* Provided passage
[Start of section]
Tag Archives: discussions

The Worst Mothers in YA Fiction

In honor of Mother’s Day, instead of extolling the virtues of the great fictional moms out there (of which there are many) I’d like to take time to discuss the worst parents I’ve encountered in young adult books thus far. Let’s face it, they can’t all be Rachel Morgan, mother of Cammie Morgan, ex-spy, and kick-ass Headmistress of the Gallagher Academy.

I write YA–don’t worry, I won’t talk about my novel–and I know one of the hardest parts, especially in urban fantasy or supernatural stories, is getting the parents out of the way. You can’t have a story if the protagonist is grounded for hot-wiring a car or missing curfew. It doesn’t work if mom notices the kid’s grades are slipping because she’s spending all of her time chasing werewolves through the woods. Some books do this well. (Some even let the parents in on the Big!Secret, like Laurel’s parents from Wings.) So let’s talk about the bad parents (often moms) I’ve encountered recently.

Disclaimer: I am not a parent. I have two lovely cats, Billy and Locke, and a step cat, Louis–don’t worry, I won’t talk too much about my cats–but no kids. I’m sure I’d make a terrible parent. This is my opinion based on what works in the book and what doesn’t. Obviously parenting is hard and writing good parents can be hard, especially if your character is running around all night fighting demons or whatever. Also I have a mom! I love you, Mom! Okay, then, let’s start this party. Also, there are a few spoilers.

Jocelyn Fray, mother of Clary Fray – City of Bones by Cassandra Clare  – Granted, I’ve only read the first book in this series and maybe she gets awesome, but in this installment, she’s basically a woman in the refrigerator. (TV tropes alert!) She gets kidnapped and then spends what time they have her in a coma, so it’s not her fault that she does nothing. She loses points with me for never warning Clary of the danger she was in and having Magnus mind-meld her as a young child. And yes, I know it was all for her own protection, but I feel like knowledge is better armor than ignorance. But then I without it we’d never meet Magnus and he and Alec are adorable. Also the plot sort of hinges on it.

Jacinda’s mom – Firelight by Sophie Jordan – In an effort to protect both of her daughters, Jacinda’s mother moves them away from their dragon pride to a small town in the desert. That’s fine and logical, except her goal isn’t just to keep them safe from the cult-like pride. It’s to kill Jacinda’s inner draki (dragon spirit, I guess?) Draki need forests and lush greens, and the desert will kill it, just as her mother killed her own long ago (and Jacinda’s poor twin never had one). I get that she’d be safer without it, but it’s a huge part of her and her mother is actively trying to destroy it. She’s cruel and refuses to listen to reason, determined that because she didn’t want her own draki part, Jacinda is better off with out it. That’s a pretty final decision. It’d be like if your mom decided you should have one arm, because she has one arm, and your twin only has one, and made you get it amputated. It’s that disgusting, and yet her mother sees no reason Jacinda shouldn’t be happy about it. It’s incredibly frustrating and stupid and just plain mean.
[End of section]
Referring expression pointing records
[Start of section]
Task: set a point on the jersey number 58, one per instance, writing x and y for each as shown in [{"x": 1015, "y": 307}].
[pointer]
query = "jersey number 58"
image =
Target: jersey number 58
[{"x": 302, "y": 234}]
[End of section]
[Start of section]
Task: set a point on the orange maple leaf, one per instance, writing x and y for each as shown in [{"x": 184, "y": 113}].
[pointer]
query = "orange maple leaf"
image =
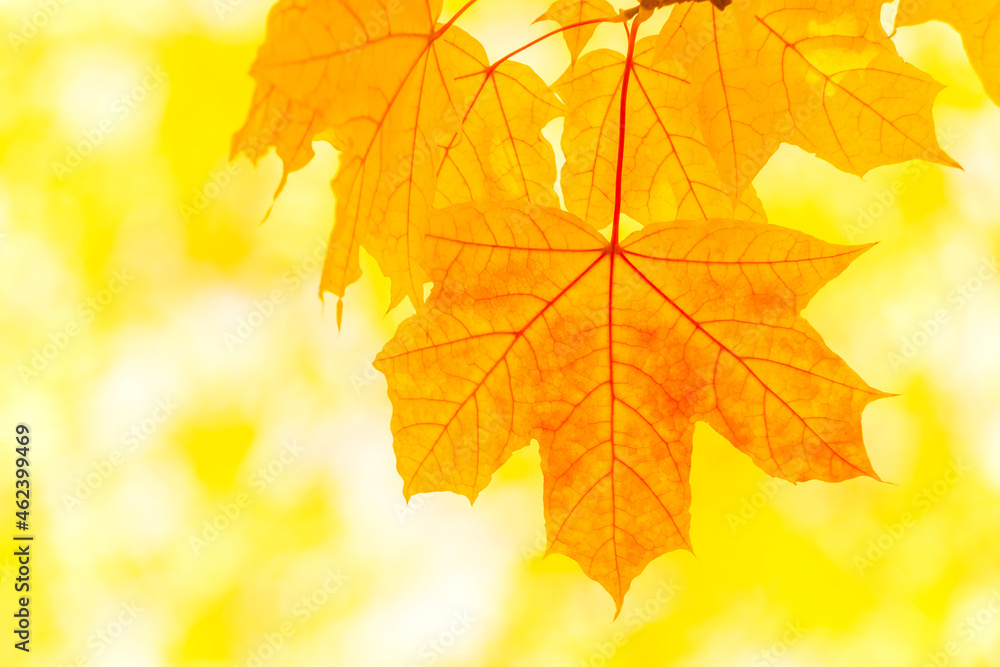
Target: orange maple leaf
[End of section]
[Start of section]
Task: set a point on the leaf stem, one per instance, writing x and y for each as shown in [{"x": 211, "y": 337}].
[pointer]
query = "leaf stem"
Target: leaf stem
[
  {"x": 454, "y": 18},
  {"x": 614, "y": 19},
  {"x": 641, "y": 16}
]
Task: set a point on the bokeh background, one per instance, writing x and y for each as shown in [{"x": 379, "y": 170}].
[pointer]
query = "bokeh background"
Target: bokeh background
[End of section]
* Requirement 1
Using the post on the worst mothers in YA fiction, answer these:
(a) What are the names of the writer's two cats?
(b) Which book features Jacinda's mom, and who wrote it?
(c) Where does Jacinda's mother move her daughters?
* Requirement 2
Echo word for word the part of the post on the worst mothers in YA fiction starting at "Jocelyn Fray, mother" and ending at "hinges on it.".
The records have nothing to do with what comes next.

* Task output 1
(a) Billy and Locke
(b) Firelight by Sophie Jordan
(c) To a small town in the desert

* Task output 2
Jocelyn Fray, mother of Clary Fray – City of Bones by Cassandra Clare  – Granted, I’ve only read the first book in this series and maybe she gets awesome, but in this installment, she’s basically a woman in the refrigerator. (TV tropes alert!) She gets kidnapped and then spends what time they have her in a coma, so it’s not her fault that she does nothing. She loses points with me for never warning Clary of the danger she was in and having Magnus mind-meld her as a young child. And yes, I know it was all for her own protection, but I feel like knowledge is better armor than ignorance. But then I without it we’d never meet Magnus and he and Alec are adorable. Also the plot sort of hinges on it.